Work to complete ▸
How many lines in the records below contain the string "target"? Treat uppercase and lowercase as different, and reply with the number alone.

Records shown ▸
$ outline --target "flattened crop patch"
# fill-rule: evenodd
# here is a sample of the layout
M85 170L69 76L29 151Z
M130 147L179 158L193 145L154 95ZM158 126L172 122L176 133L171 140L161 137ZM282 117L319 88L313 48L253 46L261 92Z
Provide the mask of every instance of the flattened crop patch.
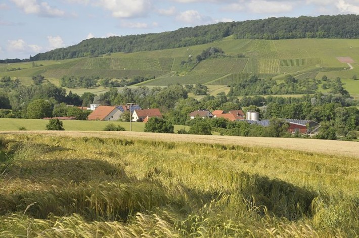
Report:
M351 57L336 57L337 60L340 61L340 63L344 63L345 64L351 64L354 63L354 60L351 59Z

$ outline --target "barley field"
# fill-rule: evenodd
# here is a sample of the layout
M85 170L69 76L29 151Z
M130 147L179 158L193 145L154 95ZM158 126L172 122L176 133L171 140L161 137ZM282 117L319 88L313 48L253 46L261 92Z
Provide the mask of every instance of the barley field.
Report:
M318 153L240 137L25 132L0 134L0 237L359 233L354 144Z

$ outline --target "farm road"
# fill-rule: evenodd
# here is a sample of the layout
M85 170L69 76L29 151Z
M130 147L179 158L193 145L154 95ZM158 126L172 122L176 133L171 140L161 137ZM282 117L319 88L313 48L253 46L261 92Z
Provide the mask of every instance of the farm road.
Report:
M12 131L2 134L36 134L59 136L116 137L167 142L206 143L276 148L359 158L359 142L294 138L269 138L199 135L131 131Z

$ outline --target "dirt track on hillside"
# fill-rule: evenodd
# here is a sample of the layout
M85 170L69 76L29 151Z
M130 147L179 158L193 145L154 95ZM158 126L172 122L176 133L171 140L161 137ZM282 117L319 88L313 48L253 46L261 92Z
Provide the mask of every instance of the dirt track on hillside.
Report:
M314 139L251 137L220 135L198 135L130 131L12 131L2 134L37 134L75 137L118 137L128 139L150 139L170 142L236 145L278 148L307 152L346 156L359 158L359 142Z

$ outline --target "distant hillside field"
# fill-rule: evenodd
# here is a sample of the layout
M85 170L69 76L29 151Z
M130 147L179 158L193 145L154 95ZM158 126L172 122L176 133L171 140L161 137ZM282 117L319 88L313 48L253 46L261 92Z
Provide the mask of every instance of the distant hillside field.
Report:
M192 70L182 68L181 62L188 61L190 56L195 60L196 56L210 47L221 48L227 56L203 60ZM349 64L343 59L350 59ZM0 64L0 76L28 80L37 74L52 79L64 75L111 78L155 76L155 79L139 84L152 86L176 83L226 85L252 75L280 79L287 74L299 79L320 79L326 75L329 78L351 79L359 75L359 40L267 40L234 39L229 36L213 43L183 48L36 63L36 67L29 62ZM21 69L7 71L13 68Z

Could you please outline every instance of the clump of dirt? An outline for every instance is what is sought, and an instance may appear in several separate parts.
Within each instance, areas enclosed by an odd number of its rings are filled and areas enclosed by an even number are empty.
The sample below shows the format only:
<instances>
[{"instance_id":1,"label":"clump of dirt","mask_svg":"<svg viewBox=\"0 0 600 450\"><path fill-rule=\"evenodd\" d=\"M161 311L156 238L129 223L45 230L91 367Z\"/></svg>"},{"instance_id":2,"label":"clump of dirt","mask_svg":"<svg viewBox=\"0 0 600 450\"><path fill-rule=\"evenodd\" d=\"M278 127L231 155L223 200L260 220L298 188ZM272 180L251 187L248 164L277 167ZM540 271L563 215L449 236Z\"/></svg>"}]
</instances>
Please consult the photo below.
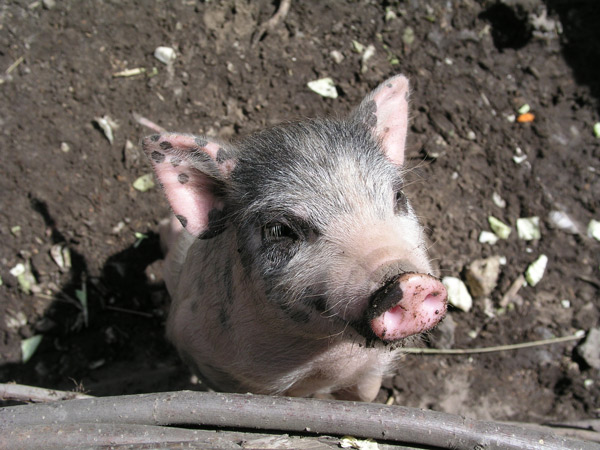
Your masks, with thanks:
<instances>
[{"instance_id":1,"label":"clump of dirt","mask_svg":"<svg viewBox=\"0 0 600 450\"><path fill-rule=\"evenodd\" d=\"M276 2L275 2L276 3ZM442 276L503 257L489 298L451 310L455 348L572 335L598 326L599 17L594 2L11 2L0 7L0 377L117 395L182 389L189 372L164 339L168 297L155 234L168 207L132 187L150 131L223 138L284 119L344 114L386 77L412 85L408 189ZM254 41L256 45L252 45ZM372 45L374 54L365 57ZM166 66L158 46L175 49ZM143 68L130 77L125 69ZM332 77L340 96L307 82ZM520 122L528 105L533 120ZM111 144L96 118L116 122ZM558 227L550 213L574 223ZM513 232L481 244L488 216ZM517 218L540 218L525 241ZM59 246L59 247L56 247ZM51 250L68 249L60 267ZM63 253L61 253L63 254ZM528 265L542 280L502 297ZM11 269L29 266L29 292ZM14 273L14 272L13 272ZM85 300L86 306L82 304ZM43 336L26 363L21 343ZM408 355L380 400L470 417L589 418L598 368L577 341L472 356ZM527 399L527 401L523 401Z\"/></svg>"}]
</instances>

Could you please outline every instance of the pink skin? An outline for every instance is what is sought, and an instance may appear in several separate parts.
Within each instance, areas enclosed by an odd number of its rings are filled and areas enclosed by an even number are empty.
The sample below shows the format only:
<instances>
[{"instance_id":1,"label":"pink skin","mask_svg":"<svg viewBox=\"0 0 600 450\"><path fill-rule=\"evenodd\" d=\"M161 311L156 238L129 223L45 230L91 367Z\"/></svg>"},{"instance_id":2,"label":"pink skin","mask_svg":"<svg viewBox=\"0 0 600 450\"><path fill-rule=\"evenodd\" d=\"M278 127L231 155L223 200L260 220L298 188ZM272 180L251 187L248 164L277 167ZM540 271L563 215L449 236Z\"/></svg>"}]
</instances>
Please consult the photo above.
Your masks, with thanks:
<instances>
[{"instance_id":1,"label":"pink skin","mask_svg":"<svg viewBox=\"0 0 600 450\"><path fill-rule=\"evenodd\" d=\"M396 341L433 328L446 314L446 288L431 275L407 273L397 283L400 302L371 320L371 329L383 341Z\"/></svg>"}]
</instances>

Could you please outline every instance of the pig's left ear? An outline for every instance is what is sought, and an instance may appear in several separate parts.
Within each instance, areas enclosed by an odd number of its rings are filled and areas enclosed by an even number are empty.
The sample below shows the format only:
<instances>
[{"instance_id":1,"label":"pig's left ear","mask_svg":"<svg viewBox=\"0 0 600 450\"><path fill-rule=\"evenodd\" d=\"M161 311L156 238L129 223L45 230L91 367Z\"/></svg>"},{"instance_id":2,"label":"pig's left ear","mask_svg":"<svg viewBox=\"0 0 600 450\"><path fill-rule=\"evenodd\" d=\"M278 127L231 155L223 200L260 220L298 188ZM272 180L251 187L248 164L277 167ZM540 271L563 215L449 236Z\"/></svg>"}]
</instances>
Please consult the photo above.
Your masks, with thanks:
<instances>
[{"instance_id":1,"label":"pig's left ear","mask_svg":"<svg viewBox=\"0 0 600 450\"><path fill-rule=\"evenodd\" d=\"M352 114L353 118L373 130L386 156L398 165L404 163L408 93L408 79L397 75L367 95Z\"/></svg>"}]
</instances>

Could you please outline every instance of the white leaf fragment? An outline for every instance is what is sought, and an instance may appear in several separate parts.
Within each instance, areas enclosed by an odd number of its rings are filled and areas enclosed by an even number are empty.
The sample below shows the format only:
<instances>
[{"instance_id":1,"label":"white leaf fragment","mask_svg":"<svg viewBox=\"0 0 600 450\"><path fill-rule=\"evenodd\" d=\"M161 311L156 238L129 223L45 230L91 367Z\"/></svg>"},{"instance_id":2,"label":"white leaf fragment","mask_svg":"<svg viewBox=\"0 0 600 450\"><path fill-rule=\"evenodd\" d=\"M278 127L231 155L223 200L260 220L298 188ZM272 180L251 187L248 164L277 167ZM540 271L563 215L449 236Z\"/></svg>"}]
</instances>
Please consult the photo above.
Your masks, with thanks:
<instances>
[{"instance_id":1,"label":"white leaf fragment","mask_svg":"<svg viewBox=\"0 0 600 450\"><path fill-rule=\"evenodd\" d=\"M329 56L331 56L331 59L333 59L336 64L340 64L344 60L344 55L342 55L342 52L339 50L331 50Z\"/></svg>"},{"instance_id":2,"label":"white leaf fragment","mask_svg":"<svg viewBox=\"0 0 600 450\"><path fill-rule=\"evenodd\" d=\"M50 256L62 272L71 268L71 252L68 247L61 244L53 245L50 248Z\"/></svg>"},{"instance_id":3,"label":"white leaf fragment","mask_svg":"<svg viewBox=\"0 0 600 450\"><path fill-rule=\"evenodd\" d=\"M588 236L593 237L597 241L600 241L600 222L597 220L590 220L588 224Z\"/></svg>"},{"instance_id":4,"label":"white leaf fragment","mask_svg":"<svg viewBox=\"0 0 600 450\"><path fill-rule=\"evenodd\" d=\"M154 50L154 57L163 64L169 64L175 61L176 56L175 50L171 47L156 47Z\"/></svg>"},{"instance_id":5,"label":"white leaf fragment","mask_svg":"<svg viewBox=\"0 0 600 450\"><path fill-rule=\"evenodd\" d=\"M531 107L527 103L525 103L518 109L518 111L519 114L527 114L529 111L531 111Z\"/></svg>"},{"instance_id":6,"label":"white leaf fragment","mask_svg":"<svg viewBox=\"0 0 600 450\"><path fill-rule=\"evenodd\" d=\"M23 363L26 363L31 359L40 345L40 342L42 342L42 338L43 336L38 334L37 336L32 336L21 341L21 360Z\"/></svg>"},{"instance_id":7,"label":"white leaf fragment","mask_svg":"<svg viewBox=\"0 0 600 450\"><path fill-rule=\"evenodd\" d=\"M517 234L519 239L532 241L542 237L539 217L520 217L517 219Z\"/></svg>"},{"instance_id":8,"label":"white leaf fragment","mask_svg":"<svg viewBox=\"0 0 600 450\"><path fill-rule=\"evenodd\" d=\"M24 273L25 273L25 264L23 264L23 263L19 263L15 267L10 269L10 274L13 277L18 277L19 275L22 275Z\"/></svg>"},{"instance_id":9,"label":"white leaf fragment","mask_svg":"<svg viewBox=\"0 0 600 450\"><path fill-rule=\"evenodd\" d=\"M322 97L337 98L338 94L337 89L335 88L335 83L329 77L309 81L307 86L311 91L316 92Z\"/></svg>"},{"instance_id":10,"label":"white leaf fragment","mask_svg":"<svg viewBox=\"0 0 600 450\"><path fill-rule=\"evenodd\" d=\"M550 222L550 225L558 228L559 230L563 230L571 234L579 233L579 227L575 221L573 221L573 219L571 219L571 217L569 217L569 215L564 211L550 211L548 213L548 221Z\"/></svg>"},{"instance_id":11,"label":"white leaf fragment","mask_svg":"<svg viewBox=\"0 0 600 450\"><path fill-rule=\"evenodd\" d=\"M448 302L454 307L469 312L473 306L473 298L462 280L455 277L442 278L442 284L448 291Z\"/></svg>"},{"instance_id":12,"label":"white leaf fragment","mask_svg":"<svg viewBox=\"0 0 600 450\"><path fill-rule=\"evenodd\" d=\"M118 77L122 77L122 78L134 77L136 75L141 75L141 74L143 74L145 72L146 72L146 69L144 67L136 67L134 69L125 69L125 70L122 70L121 72L113 73L113 77L115 77L115 78L118 78Z\"/></svg>"},{"instance_id":13,"label":"white leaf fragment","mask_svg":"<svg viewBox=\"0 0 600 450\"><path fill-rule=\"evenodd\" d=\"M529 264L529 267L525 271L525 280L527 280L530 286L535 286L544 277L547 264L548 257L546 255L540 255L538 259Z\"/></svg>"},{"instance_id":14,"label":"white leaf fragment","mask_svg":"<svg viewBox=\"0 0 600 450\"><path fill-rule=\"evenodd\" d=\"M492 231L500 239L507 239L510 236L512 229L501 220L496 219L494 216L488 216L488 222Z\"/></svg>"},{"instance_id":15,"label":"white leaf fragment","mask_svg":"<svg viewBox=\"0 0 600 450\"><path fill-rule=\"evenodd\" d=\"M95 117L94 122L96 122L98 126L102 129L102 131L104 132L104 136L106 136L106 139L108 139L108 142L110 142L112 145L112 143L115 140L113 129L118 128L117 123L114 120L112 120L109 116Z\"/></svg>"},{"instance_id":16,"label":"white leaf fragment","mask_svg":"<svg viewBox=\"0 0 600 450\"><path fill-rule=\"evenodd\" d=\"M494 245L496 242L498 242L498 239L498 236L496 236L491 231L482 231L481 233L479 233L480 244Z\"/></svg>"},{"instance_id":17,"label":"white leaf fragment","mask_svg":"<svg viewBox=\"0 0 600 450\"><path fill-rule=\"evenodd\" d=\"M340 439L340 447L356 448L359 450L378 450L379 446L373 439L357 439L354 436L344 436Z\"/></svg>"},{"instance_id":18,"label":"white leaf fragment","mask_svg":"<svg viewBox=\"0 0 600 450\"><path fill-rule=\"evenodd\" d=\"M134 189L140 192L146 192L154 187L154 176L151 173L142 175L133 182Z\"/></svg>"},{"instance_id":19,"label":"white leaf fragment","mask_svg":"<svg viewBox=\"0 0 600 450\"><path fill-rule=\"evenodd\" d=\"M498 194L497 192L494 192L492 194L492 201L494 202L494 205L496 205L498 208L506 208L506 200L500 197L500 194Z\"/></svg>"}]
</instances>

Task output ▸
5